▶ _PASSAGE TO READ_:

· · · · ·

In college, the learning doesn’t stop when you leave the classroom. You’ll also be tested when it comes time to find the right place to bank.
Picking the wrong bank or account can put your school year off to a rougher, and more expensive, start.
“Look at everything that’s available and choose the right account,” says Peter Gwaltney, president and CEO at the North Carolina Bankers Association, who has sent six children to college. “It’s just a tool. And you need to have the right tool for what you want to do and who you are.”
Here are three tips to help you choose where to bank while at school.
1. Find a bank that fits your needs
Find a bank that’s going to make your life easier. Look for a bank that offers convenience and either doesn’t charge fees or makes them easily avoidable.
Your options include:
- A bank in your college town.
- A bank that’s in your hometown and at college.
- An online bank.
- Your school’s credit union.
Look for a bank that won’t charge you for going below a certain balance. Also, know your bank’s ATM fee policy before opening an account and decide whether you can decline debit overdraft coverage to avoid fees. But if you do, make sure you have a backup plan.
Also consider common transactions you’ll be making, such as receiving money from your parents and sending money to a roommate or friend. See how you’d be able to conduct those transactions before opening the account. Some banks offer Zelle for person-to-person payments, for instance. A money transfer service such as Venmo may also help you send and receive money.
It should be easy to find an ATM when you need cash, but make sure your bank reimburses some or all ATM fees. If not, find a bank that has an ATM nearby. Otherwise, a $20 withdrawal can cost $6, if your bank charges $3 and the ATM charges another $3. You shouldn’t pay to access your own money when banks offer alternatives.
Another way to avoid fees to access cash is at the store, Gwaltney says. Many grocery stores, convenience stores and pharmacies let you receive a limited amount of money from your account if you use your debit card. The withdrawal will be added to the items you purchase.
2. Look beyond student accounts
As a college student, you’re likely not going to keep large balances at your bank. That’s why some banks offer students accounts without a minimum balance requirement.
Many traditional banks offer student checking accounts, which generally don’t have maintenance fees and are typically available for students under 24 years old. You may need to prove that you’re a student to get one of these accounts.
Even though student checking accounts usually don’t have fees and balance requirements, be sure to read the account’s terms and conditions. Also, make sure you understand when the account will convert into a standard checking account.

· · · · ·

▶ _RAW DATA_:
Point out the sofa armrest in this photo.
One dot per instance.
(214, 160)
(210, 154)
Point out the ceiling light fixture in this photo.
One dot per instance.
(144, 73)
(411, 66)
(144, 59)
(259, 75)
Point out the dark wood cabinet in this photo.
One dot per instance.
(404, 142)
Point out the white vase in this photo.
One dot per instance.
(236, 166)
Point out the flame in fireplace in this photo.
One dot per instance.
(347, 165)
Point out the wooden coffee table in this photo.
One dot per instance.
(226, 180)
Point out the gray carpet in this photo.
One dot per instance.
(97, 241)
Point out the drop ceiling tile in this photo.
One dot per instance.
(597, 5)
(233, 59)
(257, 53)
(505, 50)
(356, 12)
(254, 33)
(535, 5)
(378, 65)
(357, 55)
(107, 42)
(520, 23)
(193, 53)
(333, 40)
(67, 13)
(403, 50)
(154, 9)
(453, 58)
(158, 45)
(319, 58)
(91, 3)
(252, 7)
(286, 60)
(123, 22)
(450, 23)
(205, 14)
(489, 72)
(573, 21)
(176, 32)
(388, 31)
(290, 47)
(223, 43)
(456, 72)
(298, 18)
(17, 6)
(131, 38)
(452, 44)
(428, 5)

· · · · ·

▶ _WHAT YOU WILL DO_:
1. List the banking options the college banking article names as choices for students.
2. Write a continuation of the college banking article, beginning right after its last sentence.
The records come from a different source than the college banking article.

▶ _ANSWERS TO THE EXERCISES_:
1.
- A bank in your college town
- A bank that's in your hometown and at college
- An online bank
- Your school's credit union

2.
“I think that folks should be looking at the fine print just to understand, ‘How does this work?’ And parents should be looking at it with their students,” says David Principe, a certified financial planner and wealth manager at SageBroadview Financial Planning, who has two children in college.
While these can be great for students, don’t only focus on banks or credit unions with ATMs or branches near campus. If your bank waives some or all ATM fees, it doesn’t matter what ATM you use. Mobile check deposit also makes bank location irrelevant.
In some cases, a student account may have all the features you’re looking for. But it’s smart to research other options with low balance requirements and ATM accessibility.
3. Understand the account features
Before you open an account, make sure you fully understand the terms and conditions. Minimum balance requirements and overdraft policies are two of the most important things to note.
Here are a couple more important questions to ask the bank:
- What happens if you overdraft your account?
- Is savings overdraft protection an option?
Overdraft services are a double-edged sword. If used correctly, they can help if your balance goes negative because of a mistake or an emergency. If used to fund purchases you can’t afford, overdraft fees can be costly. Decline overdraft services if you have a proper backup plan in place and ask about what happens when a transaction is declined. A credit card can cover you in an emergency, though it’s important to be careful with credit card use.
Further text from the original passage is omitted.